Excerpts from a pointing dataset
* * * * * * *
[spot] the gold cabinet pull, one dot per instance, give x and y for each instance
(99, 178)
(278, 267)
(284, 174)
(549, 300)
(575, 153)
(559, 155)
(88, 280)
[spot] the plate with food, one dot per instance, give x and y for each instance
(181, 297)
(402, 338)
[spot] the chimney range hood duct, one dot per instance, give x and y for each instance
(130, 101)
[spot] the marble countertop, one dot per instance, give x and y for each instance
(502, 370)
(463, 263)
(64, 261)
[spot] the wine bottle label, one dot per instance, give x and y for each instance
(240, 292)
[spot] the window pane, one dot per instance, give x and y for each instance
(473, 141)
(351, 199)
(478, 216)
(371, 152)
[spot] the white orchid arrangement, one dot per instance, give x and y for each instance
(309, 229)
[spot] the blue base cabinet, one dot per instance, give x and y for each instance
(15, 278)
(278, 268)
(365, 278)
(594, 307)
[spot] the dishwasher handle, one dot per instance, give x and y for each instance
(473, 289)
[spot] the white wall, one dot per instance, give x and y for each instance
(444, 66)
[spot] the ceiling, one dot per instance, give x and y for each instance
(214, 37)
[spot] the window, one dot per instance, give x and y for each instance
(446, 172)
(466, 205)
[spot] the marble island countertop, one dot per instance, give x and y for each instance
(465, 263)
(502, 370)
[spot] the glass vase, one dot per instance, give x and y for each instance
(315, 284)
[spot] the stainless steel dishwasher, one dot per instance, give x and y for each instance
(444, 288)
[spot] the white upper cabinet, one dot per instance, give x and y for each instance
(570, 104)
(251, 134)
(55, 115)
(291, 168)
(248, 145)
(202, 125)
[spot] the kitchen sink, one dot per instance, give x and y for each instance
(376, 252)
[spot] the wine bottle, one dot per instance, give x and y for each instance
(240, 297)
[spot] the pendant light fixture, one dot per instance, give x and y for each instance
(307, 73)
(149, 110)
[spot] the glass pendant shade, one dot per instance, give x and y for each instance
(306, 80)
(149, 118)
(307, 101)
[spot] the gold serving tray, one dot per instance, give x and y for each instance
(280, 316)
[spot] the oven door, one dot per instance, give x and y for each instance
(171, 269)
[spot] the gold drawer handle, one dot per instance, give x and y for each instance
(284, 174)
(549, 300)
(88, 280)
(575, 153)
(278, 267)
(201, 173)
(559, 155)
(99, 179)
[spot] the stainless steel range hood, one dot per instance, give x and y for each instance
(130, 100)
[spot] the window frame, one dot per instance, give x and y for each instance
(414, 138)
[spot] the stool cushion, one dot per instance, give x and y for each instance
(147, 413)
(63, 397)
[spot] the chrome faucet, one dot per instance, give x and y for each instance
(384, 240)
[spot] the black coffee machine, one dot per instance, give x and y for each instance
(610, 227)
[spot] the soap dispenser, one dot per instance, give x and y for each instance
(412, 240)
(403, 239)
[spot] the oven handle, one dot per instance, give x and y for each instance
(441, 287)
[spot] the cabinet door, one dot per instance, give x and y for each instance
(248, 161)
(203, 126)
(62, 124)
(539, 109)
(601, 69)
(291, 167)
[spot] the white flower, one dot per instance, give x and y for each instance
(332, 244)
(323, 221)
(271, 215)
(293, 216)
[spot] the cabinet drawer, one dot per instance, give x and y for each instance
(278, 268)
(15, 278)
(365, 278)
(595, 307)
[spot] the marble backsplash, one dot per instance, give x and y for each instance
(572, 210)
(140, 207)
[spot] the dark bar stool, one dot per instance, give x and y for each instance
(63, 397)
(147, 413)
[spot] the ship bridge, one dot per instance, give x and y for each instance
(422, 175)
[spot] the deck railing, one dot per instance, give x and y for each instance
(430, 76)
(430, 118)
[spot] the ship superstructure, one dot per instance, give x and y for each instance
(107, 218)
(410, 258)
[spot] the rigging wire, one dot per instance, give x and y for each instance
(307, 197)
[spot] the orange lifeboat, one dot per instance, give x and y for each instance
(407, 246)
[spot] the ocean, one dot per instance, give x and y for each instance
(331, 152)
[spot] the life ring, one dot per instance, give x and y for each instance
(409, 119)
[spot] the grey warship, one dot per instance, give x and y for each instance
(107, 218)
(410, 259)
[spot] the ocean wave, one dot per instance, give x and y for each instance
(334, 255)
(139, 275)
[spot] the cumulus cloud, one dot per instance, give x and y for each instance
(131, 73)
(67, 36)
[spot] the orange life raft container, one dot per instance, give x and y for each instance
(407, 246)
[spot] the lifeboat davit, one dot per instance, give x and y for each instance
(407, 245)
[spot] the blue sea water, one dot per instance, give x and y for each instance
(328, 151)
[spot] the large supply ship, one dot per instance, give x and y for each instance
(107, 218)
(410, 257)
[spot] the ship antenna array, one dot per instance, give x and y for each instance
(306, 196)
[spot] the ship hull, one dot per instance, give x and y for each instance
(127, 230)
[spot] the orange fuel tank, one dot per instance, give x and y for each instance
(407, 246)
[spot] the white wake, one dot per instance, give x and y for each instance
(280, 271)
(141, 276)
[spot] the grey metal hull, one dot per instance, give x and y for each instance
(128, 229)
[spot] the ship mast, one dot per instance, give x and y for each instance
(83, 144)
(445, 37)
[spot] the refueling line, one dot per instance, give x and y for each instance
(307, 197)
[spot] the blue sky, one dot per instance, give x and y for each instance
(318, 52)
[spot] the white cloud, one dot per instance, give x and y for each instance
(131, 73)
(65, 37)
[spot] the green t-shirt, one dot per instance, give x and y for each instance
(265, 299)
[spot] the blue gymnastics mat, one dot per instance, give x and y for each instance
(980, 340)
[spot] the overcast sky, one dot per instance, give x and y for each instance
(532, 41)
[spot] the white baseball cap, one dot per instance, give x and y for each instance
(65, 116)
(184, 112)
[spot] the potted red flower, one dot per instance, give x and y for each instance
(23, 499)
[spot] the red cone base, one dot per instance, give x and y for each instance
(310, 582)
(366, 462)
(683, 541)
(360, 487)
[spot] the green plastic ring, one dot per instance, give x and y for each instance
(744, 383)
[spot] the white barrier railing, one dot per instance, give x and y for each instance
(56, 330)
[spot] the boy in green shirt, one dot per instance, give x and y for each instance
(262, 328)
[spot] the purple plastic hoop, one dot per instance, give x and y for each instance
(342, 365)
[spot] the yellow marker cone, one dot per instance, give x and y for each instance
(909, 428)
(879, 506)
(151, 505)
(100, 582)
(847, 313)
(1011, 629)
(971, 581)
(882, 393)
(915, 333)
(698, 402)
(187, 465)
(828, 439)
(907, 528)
* * * * * * *
### Your task
Rewrite the part of the listing that opens with the line containing "[spot] the white cloud, one" and closes with the final line of the listing, both ends included, keeping every request line and shifting each x and y coordinate in the answers by -109.

### Exercise output
[spot] the white cloud, one dot per instance, give x and y for each instance
(22, -36)
(-44, -72)
[spot] the green t-shirt, one dot per instance, give x and y for each instance
(156, 190)
[spot] the blue gymnastics mat, one dot per instance, give x and y for each instance
(871, 231)
[spot] the overcast sky, one dot per instance, give x and y for each instance
(423, -68)
[spot] the white baseball cap, one dot per instance, give x and y for each instance
(-44, 7)
(75, 3)
[spot] the potted red flower, one dot per instance, give x and y for each instance
(-86, 390)
[spot] the red cone base, one dot per instance, give x and y for each instance
(201, 473)
(257, 353)
(574, 432)
(251, 378)
[spot] the green plastic ring, one dot per instance, give x and y for each instance
(635, 274)
[spot] the white barrier railing, one dot per instance, give x and y for each instance
(-53, 221)
[spot] the boy in green shirt, one dot per instance, give x and y for each instance
(153, 219)
[spot] the purple plastic hoop, one dot per instance, give x and y for each instance
(233, 256)
[spot] the yellow marker cone, one dot per instance, give x and y for each instance
(800, 319)
(770, 397)
(42, 396)
(-9, 473)
(738, 204)
(902, 520)
(862, 472)
(773, 284)
(806, 224)
(589, 293)
(78, 356)
(719, 330)
(798, 419)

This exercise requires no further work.